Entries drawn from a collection
* * * * *

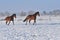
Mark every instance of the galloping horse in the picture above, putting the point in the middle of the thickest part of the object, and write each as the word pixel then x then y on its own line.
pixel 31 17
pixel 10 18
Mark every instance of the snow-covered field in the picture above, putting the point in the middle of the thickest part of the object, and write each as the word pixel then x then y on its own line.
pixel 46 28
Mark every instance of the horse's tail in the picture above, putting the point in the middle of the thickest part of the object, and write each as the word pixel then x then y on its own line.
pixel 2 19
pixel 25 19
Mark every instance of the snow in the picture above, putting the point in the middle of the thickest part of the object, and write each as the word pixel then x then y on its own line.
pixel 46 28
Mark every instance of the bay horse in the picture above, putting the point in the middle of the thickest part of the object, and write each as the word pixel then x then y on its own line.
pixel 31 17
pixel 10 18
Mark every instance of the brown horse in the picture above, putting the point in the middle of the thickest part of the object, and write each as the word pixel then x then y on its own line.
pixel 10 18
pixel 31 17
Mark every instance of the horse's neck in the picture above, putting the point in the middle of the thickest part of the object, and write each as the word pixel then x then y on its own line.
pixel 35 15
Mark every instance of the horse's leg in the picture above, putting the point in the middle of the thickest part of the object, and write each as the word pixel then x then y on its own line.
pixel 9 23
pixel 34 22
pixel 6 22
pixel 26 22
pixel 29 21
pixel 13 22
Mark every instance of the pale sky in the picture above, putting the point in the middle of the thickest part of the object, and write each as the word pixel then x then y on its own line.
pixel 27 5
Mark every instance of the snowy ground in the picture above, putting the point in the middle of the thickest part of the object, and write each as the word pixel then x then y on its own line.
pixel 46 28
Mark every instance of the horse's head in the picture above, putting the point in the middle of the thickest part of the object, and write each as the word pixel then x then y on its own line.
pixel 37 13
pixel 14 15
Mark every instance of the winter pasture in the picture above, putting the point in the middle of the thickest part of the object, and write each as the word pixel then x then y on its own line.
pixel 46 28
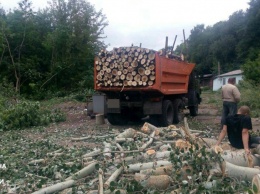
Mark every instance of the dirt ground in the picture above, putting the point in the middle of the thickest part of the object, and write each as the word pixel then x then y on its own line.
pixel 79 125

* * * * *

Exercise goal
Quote all of the data above line for line, without changing anything, and leave out the pictures.

Solution for this task
Mark every instance of the galloping horse in the picture above, putting the point in the middle of the thickest part of the object, and write each as the word pixel then x then y on its own line.
pixel 31 17
pixel 10 18
Mark every instance of the snow-covered field in the picture above, putting the point in the middle of the thickest part of the object, and write each as the word pixel then x then y on its own line.
pixel 46 28
Mark every instance of the horse's tail in the picture above, putting the point in the middle of the thickest part of the object, and write each as the word pixel then x then y on its own line.
pixel 2 19
pixel 25 19
Mark every instance of the snow in the picture above, putting the point in the middle of the thickest part of the object, and write each as the word pixel then x then y on its own line.
pixel 46 28
Mark every instance of the bay horse in the picture above, putting the point in the middle of the thickest part of the object, and write each as the word pixel then x then y on its own line.
pixel 31 17
pixel 10 18
Mark every instance of the brown horse in the picture above, putting the point in the middle of the thickest part of the object, and write each as the word pixel then x then y on its own line.
pixel 10 18
pixel 31 17
Mark every instance of the horse's neck in the picture above, putting the point in the middle of the thickest part of the object, and write each as the word pixel then x then y on its own line.
pixel 35 15
Mark every instance of the horse's leg in the picture above, putting the point in the middle of the thickest part of the object, and write each as the word pixel then x then y on its own line.
pixel 9 23
pixel 34 22
pixel 6 22
pixel 26 22
pixel 29 21
pixel 13 22
Mark every instance of the pale sky in the picture above, putting the point in the middle of the thickest part of the object, and write each as the word pixel then x then y on its own line.
pixel 27 5
Mark every instance of the snowy ground in the picture above, putting the point in the middle of the thickest part of the object, and write each as the word pixel then x then y on its own line.
pixel 46 28
Mark every instance of the horse's head in the picture above, putting the point in the middle of the thickest part of the object, and write each as the word pixel then x then y on its own line.
pixel 37 13
pixel 14 15
Mark every instance of the winter pasture in the picture above, putting the point in the middle of the thickest part of the object, and write each as the word pixel then x then y on its own line.
pixel 46 28
Mark every instance of the dirt ground in the picture above, putting the point in the middle of the thickest part of the object, and write each as the word pixel then x then y on its own line.
pixel 79 125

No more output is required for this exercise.